## Raw data:
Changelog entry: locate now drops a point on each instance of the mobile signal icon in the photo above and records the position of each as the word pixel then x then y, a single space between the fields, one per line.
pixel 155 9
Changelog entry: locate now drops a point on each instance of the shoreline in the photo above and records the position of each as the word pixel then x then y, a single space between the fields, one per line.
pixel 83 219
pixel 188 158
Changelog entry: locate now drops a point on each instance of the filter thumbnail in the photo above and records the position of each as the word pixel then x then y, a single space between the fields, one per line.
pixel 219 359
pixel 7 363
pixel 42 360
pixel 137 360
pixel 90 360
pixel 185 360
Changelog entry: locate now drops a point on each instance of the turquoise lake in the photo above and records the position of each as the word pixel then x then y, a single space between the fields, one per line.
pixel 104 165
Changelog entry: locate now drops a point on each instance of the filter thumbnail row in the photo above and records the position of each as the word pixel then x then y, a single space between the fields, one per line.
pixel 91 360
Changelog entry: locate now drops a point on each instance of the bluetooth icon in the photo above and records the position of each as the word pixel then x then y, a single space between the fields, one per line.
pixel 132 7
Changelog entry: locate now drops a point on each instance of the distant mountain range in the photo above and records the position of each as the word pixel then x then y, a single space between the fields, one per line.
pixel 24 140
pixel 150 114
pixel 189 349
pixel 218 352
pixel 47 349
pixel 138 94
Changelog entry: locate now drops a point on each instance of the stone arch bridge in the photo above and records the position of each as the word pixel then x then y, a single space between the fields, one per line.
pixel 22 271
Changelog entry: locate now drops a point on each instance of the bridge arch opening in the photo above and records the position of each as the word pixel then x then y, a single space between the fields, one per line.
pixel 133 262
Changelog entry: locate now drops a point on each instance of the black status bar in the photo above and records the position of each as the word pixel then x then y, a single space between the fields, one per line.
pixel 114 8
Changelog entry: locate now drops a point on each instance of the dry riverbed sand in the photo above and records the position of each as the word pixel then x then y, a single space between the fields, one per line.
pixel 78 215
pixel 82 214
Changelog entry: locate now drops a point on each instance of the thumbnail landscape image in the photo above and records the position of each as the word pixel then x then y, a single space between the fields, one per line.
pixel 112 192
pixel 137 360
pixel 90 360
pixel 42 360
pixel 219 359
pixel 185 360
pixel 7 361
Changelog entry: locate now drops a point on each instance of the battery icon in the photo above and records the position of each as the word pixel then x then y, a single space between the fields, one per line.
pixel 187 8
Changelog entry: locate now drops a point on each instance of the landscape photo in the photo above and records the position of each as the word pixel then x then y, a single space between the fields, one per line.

## Task prompt:
Write out the listing once more, matching it exactly.

## Solved problem:
Changelog entry: locate now drops a point on each instance of the mobile signal icon in the photo above and records the position of each as the word pixel then x then y, a single space between the fields, one per line.
pixel 155 9
Changelog entry: locate now drops a point on each instance of the shoreline in the photo above and records the position of each as the word pixel then x then y, a single space between the fields, one per line.
pixel 83 219
pixel 188 158
Changelog entry: locate now drops a point on each instance of the filter thumbnail in the photo above and records the position of each as the word pixel then x then y, a single space between the fields, one per line.
pixel 219 359
pixel 7 363
pixel 42 360
pixel 137 360
pixel 90 360
pixel 185 360
Changelog entry: locate now drops a point on each instance of the turquoise lake in the photo above and records the position of each as the word pixel then x then y, a single space between the fields, one per line.
pixel 104 165
Changelog entry: locate now drops a point on each instance of the filter thumbnail row in the photo above and records the position of each as the word pixel then x then y, a single space between the fields, one per line.
pixel 91 360
Changelog entry: locate now drops a point on each instance of the bluetooth icon in the photo above and records the position of each as the word pixel then x then y, a single space between the fields, one per line.
pixel 132 7
Changelog entry: locate now drops a point on each instance of the distant mountain range in the photo above and records the position of each as the word pixel then x then y, a single space between the fields, one per line.
pixel 24 140
pixel 150 114
pixel 189 349
pixel 218 352
pixel 47 349
pixel 138 94
Changelog entry: locate now drops a point on each instance of the stone arch bridge in the photo above and records the position of each as the word pixel then x then y, a single space between the fields, one per line.
pixel 22 271
Changelog entry: locate now drops a point on each instance of the bridge arch opening in the photo above and records the position of each as the word pixel then x then y, a single space between the fields, one per line.
pixel 133 262
Changelog entry: locate now drops a point on each instance of the black status bar in the photo above and records the position of each as the word pixel then x then y, a single space between the fields, one per line.
pixel 114 8
Changelog entry: locate now drops a point on each instance of the dry riverbed sand in the photo above and records the position of each as the word pixel then x then y, a single space between the fields, one per line.
pixel 78 215
pixel 82 214
Changelog entry: locate now drops a point on each instance of the thumbnail landscape image in the photo above and records the position of each as the word pixel then x then y, a single space between the fields, one per line.
pixel 112 192
pixel 137 360
pixel 90 360
pixel 42 360
pixel 219 359
pixel 185 360
pixel 7 361
Changelog entry: locate now drops a point on each instance of the battery icon in the photo above and records the position of each as the word pixel then x then y, a single space between the fields, one per line.
pixel 187 8
Changelog entry: locate now drops a point on each instance of the landscape photo in the photo above and records the position of each as the word pixel then x then y, a single space between the fields, one per line.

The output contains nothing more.